#### [TEXT SECTION]
↓↓↓
Monday, April 29, 2013

ANG TATAY KONG NANAY (Lino Brocka, 1978)




For director Lino Brocka, cinema is the art of compromise. Each film of his own choosing was matched with two or three – often commercial – projects thrust upon him. Filmmaking is, after all, big business: immense money is involved and taking on what producers and financiers dictate is every director’s Faustian bargain. In Ang Tatay Kong Nanay, there seemed to be a happy meeting of minds: it’s a commercial project, a vehicle for the comedy king, Dolphy, and yet its thematic concerns were easily close to Brocka’s heart.

Made in 1978, a hectic year for the director fielding film assignments left and right (Mananayaw, Gumising Ka, Maruja, Hayop sa Hayop, and Rubia Servios are the other voluminous works he churned out that year) Ang Tatay Kong Nanay still retains the hallmarks of a Brocka creation. The acting is first-rate and the story is as polished as it can be for a mass audience. But it’s easily the superb acting performances, particularly by Dolphy and Nino Muhlach, that carry this film and make it memorable.
↑↑↑
#### [Items from a dataset]
↓↓↓
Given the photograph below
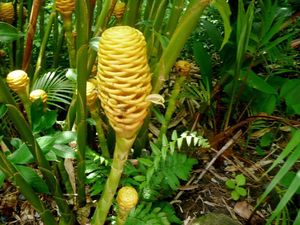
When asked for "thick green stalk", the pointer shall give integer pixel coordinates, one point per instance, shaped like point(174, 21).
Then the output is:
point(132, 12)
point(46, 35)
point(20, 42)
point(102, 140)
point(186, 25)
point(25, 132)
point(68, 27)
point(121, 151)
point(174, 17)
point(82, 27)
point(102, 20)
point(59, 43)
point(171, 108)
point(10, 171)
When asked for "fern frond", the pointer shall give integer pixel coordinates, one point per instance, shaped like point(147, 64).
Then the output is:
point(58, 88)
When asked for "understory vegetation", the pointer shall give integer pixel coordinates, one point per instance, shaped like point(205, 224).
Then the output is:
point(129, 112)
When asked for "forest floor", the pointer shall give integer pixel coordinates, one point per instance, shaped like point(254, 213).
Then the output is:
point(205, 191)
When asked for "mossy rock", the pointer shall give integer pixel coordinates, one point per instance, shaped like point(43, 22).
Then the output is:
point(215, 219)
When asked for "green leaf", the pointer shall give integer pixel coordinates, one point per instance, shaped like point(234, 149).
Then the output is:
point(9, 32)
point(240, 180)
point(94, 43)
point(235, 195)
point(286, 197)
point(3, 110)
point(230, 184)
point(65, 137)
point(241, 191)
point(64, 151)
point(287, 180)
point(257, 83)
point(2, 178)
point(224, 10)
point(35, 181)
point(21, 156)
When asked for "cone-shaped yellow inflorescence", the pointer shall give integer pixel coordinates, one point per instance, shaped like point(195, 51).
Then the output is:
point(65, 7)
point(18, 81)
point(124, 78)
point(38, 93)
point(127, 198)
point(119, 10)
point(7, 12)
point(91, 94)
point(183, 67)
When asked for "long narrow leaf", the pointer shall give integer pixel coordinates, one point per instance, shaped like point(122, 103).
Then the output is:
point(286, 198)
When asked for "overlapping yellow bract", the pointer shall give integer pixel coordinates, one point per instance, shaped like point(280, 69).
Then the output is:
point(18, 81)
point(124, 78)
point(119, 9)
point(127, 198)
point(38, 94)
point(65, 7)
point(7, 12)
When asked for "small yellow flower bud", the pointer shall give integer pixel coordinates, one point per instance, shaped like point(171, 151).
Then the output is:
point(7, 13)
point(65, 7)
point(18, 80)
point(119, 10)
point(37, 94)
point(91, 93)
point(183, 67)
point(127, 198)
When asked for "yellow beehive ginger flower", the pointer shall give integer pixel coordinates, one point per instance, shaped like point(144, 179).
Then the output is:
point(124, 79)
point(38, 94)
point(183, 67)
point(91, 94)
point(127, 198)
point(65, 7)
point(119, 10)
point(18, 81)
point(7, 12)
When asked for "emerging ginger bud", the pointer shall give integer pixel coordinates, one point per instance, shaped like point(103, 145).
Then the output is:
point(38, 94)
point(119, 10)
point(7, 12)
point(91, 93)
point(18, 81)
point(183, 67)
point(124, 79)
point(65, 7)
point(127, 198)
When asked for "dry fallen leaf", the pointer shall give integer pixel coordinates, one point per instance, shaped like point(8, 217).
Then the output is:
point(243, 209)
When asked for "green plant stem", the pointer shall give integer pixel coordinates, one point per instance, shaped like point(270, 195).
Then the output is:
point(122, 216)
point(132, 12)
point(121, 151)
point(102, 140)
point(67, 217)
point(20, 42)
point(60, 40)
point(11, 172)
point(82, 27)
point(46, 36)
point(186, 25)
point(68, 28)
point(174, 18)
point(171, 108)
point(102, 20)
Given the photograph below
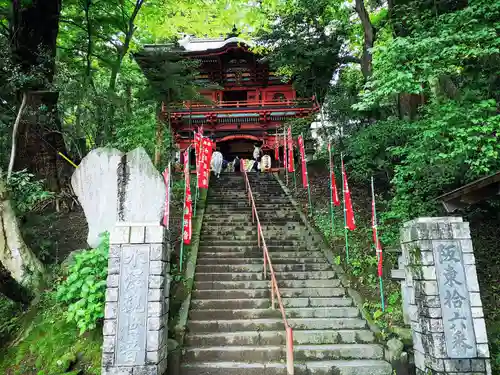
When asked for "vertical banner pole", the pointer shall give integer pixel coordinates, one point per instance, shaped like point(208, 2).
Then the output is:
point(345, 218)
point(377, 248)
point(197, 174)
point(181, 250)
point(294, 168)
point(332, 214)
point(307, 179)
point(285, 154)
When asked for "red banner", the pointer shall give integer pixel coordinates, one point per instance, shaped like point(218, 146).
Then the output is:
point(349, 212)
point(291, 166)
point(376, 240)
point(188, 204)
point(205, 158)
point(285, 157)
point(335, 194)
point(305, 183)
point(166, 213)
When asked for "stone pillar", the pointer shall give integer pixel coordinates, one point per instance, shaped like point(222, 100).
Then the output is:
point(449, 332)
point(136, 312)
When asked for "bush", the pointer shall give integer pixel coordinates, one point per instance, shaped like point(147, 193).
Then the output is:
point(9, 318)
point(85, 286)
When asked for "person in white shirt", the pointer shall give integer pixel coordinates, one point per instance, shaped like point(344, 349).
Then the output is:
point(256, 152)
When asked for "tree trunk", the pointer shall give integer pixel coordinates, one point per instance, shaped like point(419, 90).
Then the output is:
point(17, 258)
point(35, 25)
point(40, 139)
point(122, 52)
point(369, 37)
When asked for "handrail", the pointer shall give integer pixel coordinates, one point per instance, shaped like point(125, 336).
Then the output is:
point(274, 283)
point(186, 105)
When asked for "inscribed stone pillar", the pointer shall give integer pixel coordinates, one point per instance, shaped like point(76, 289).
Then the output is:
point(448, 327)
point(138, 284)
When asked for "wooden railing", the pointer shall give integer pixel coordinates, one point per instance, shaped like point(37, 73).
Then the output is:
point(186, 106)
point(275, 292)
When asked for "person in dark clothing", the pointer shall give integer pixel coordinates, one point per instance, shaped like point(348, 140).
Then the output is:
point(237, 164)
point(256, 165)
↑↑↑
#### [WHAT NEEDS TO BE DONE]
Transcribe the passage of the Ang Tatay Kong Nanay review that starts with the words containing "For director Lino" and ends with "to Brocka’s heart.".

#### [EXERCISE RESULT]
For director Lino Brocka, cinema is the art of compromise. Each film of his own choosing was matched with two or three – often commercial – projects thrust upon him. Filmmaking is, after all, big business: immense money is involved and taking on what producers and financiers dictate is every director’s Faustian bargain. In Ang Tatay Kong Nanay, there seemed to be a happy meeting of minds: it’s a commercial project, a vehicle for the comedy king, Dolphy, and yet its thematic concerns were easily close to Brocka’s heart.